Work to do » Can you reproduce every one of the rows below word for word, leaving nothing out?

--- BEGIN ---

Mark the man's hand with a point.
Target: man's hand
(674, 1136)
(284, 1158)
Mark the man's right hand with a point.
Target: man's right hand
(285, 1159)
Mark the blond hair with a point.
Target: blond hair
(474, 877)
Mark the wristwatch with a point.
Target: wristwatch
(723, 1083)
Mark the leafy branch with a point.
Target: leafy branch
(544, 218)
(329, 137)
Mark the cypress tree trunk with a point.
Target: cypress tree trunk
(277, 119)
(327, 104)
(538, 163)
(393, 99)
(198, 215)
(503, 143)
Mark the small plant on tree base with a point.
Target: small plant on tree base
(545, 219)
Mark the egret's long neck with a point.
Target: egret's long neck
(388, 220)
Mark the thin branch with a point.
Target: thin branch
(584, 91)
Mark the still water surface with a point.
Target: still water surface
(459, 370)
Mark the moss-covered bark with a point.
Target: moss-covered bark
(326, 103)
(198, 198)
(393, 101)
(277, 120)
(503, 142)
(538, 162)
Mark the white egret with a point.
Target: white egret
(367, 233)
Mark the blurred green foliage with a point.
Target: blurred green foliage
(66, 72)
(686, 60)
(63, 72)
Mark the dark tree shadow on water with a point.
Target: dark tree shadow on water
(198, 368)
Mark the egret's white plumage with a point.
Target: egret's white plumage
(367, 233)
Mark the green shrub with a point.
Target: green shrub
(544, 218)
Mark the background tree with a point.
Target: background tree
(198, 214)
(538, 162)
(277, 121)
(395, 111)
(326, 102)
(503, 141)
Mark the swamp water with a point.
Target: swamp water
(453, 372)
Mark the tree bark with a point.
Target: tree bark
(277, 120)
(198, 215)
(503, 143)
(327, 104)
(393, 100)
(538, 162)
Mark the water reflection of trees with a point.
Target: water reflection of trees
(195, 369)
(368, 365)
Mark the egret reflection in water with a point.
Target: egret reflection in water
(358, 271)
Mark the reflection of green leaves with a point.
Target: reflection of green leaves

--- END ---

Full answer »
Mark the man's hand with a point.
Target: man's hand
(674, 1136)
(284, 1158)
Mark the man's right hand with a point.
Target: man's right hand
(285, 1159)
Mark the blond hair with a point.
Target: blond hair
(474, 877)
Mark the wristwatch with a point.
Target: wristwatch
(723, 1083)
Mark the leafy branch with a point.
Target: leafy branch
(544, 218)
(329, 137)
Mark the cypress tree trunk with a point.
Target: cypress tree trunk
(277, 119)
(327, 104)
(538, 163)
(393, 99)
(198, 215)
(503, 143)
Mark the small plant on tree base with a point.
Target: small plant on tree base
(545, 219)
Mark the egret's long neck with a point.
Target: egret's long neck
(388, 220)
Mark the thin branch with a point.
Target: thin branch
(584, 91)
Mark the still water surface with a point.
Target: still water surface
(459, 370)
Mark the moss-covered bark with a point.
Target: moss-covered bark
(326, 103)
(198, 198)
(393, 101)
(277, 120)
(503, 142)
(538, 162)
Mark the white egret with a point.
Target: white egret
(367, 233)
Mark the blurred green foliage with a point.
Target: blurred green foliage
(66, 72)
(686, 60)
(63, 72)
Mark the dark tree shadow on water with a point.
Target: dark tree shadow on water
(198, 368)
Mark the egret's white plumage with a point.
Target: egret's white plumage
(367, 233)
Mark the green shrub with a point.
Target: green shrub
(544, 218)
Mark the background tree with a point.
Target: background tree
(198, 214)
(538, 162)
(277, 121)
(395, 111)
(326, 102)
(503, 141)
Mark the swamp water with a point.
Target: swamp water
(453, 372)
Mark the tree bark with a point.
Target: tree bark
(277, 120)
(198, 215)
(503, 143)
(327, 104)
(393, 100)
(538, 162)
Mark the water reflection of trees with a point.
Target: water reflection of trees
(195, 369)
(368, 365)
Mark the egret reflection in water with a point.
Target: egret reflection in water
(358, 271)
Mark the reflection of green leaves with a point.
Target: reflection of green leaves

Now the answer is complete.